## ЗАДАНИЕ
Обновите все строки ниже, заменив «meadow» на «pasture». Остальное оставьте без изменений.

Метки точек объектов
═══

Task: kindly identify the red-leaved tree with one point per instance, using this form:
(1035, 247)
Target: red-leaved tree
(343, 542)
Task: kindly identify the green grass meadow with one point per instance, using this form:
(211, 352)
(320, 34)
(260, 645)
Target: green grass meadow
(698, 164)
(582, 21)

═══

## ИТОГОВЫЙ РЕЗУЛЬТАТ
Task: kindly identify the red-leaved tree with one point per instance, using this form:
(1035, 247)
Target: red-leaved tree
(343, 542)
Task: kindly identify the green grass pasture with one point per instance, using this form:
(211, 352)
(320, 34)
(260, 645)
Target: green grass pasture
(698, 164)
(582, 21)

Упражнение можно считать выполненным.